◆ **Texte**
----

Richard Latendresse
La crise vénézuélienne fascine pour plusieurs raisons. Les ÉtatsUnis et le Canada ont joué les indignés les premiers, les Nations Unies sont sur la touche et Caracas peut toujours compter sur des alliés qui ne sont pas insignifiants – les Chinois et les Russes, entre autres – pendant que les Mexicains restent neutres.
Cette semaine a encore montré que le gouvernement de Nicolas Maduro ne mérite aucun respect. Le spectacle de souveraineté offusquée devant le convoi américain d’aide humanitaire à la frontière colombienne inspire le mépris. Les Vénézuéliens manquent de tout – de nourriture, de médicaments, d’articles quotidiens de base – et le despote n’a à coeur que le raffermissement de son autorité.
Cela étant, le Venezuela n’est pas un îlot de césarisme dans un océan d’altruisme et de fraternité. Si l’on se met à chercher des dirigeants illégitimes, des régimes dictatoriaux et des relations bilatérales indignes, on n’en finira pas de rappeler des ambassadeurs.
D’AUSSI GRANDS MÉCHANTS
Washington, Ottawa et les grandes capitales européennes s’agitent avec une soudaine intensité, alors qu’un peu partout des tyrannies tourmentent leurs citoyens sans qu’on ne semble démontrer trop d’indignation.
La Corée du Nord constitue, bien sûr, le meilleur exemple. La dictature paranoïaque des Kim – le grand-père, le père et aujourd’hui Kim Jong-un luimême – martyrise ses habitants depuis plus de 70 ans.
Les sanctions occidentales ont été contournées grâce à l’indulgence de la Chine.
Pyongyang est allé jusqu’à se monter un programme nucléaire militaire, et quelle réponse lui a-t-on ultimement servie ? Une place à la table des grands avec une deuxième rencontre avec le président des États-unis dans moins de trois semaines ! Ce qui prouve doublement la médiocrité des leaders vénézuéliens. Ils auraient dû songer à empiler les armes de destruction massive ; on se serait sûrement montré plus poli à leur égard.

----

◆ **Données fournies**
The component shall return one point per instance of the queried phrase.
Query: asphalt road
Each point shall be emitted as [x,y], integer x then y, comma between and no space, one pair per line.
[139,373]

----

◆ **Activité**
Recopiez fidèlement le passage du texte sur la crise vénézuélienne qui commence par « D’AUSSI GRANDS MÉCHANTS » et va jusqu'à « plus de 70 ans. ».

◆ **Réponse**
D’AUSSI GRANDS MÉCHANTS
Washington, Ottawa et les grandes capitales européennes s’agitent avec une soudaine intensité, alors qu’un peu partout des tyrannies tourmentent leurs citoyens sans qu’on ne semble démontrer trop d’indignation.
La Corée du Nord constitue, bien sûr, le meilleur exemple. La dictature paranoïaque des Kim – le grand-père, le père et aujourd’hui Kim Jong-un luimême – martyrise ses habitants depuis plus de 70 ans.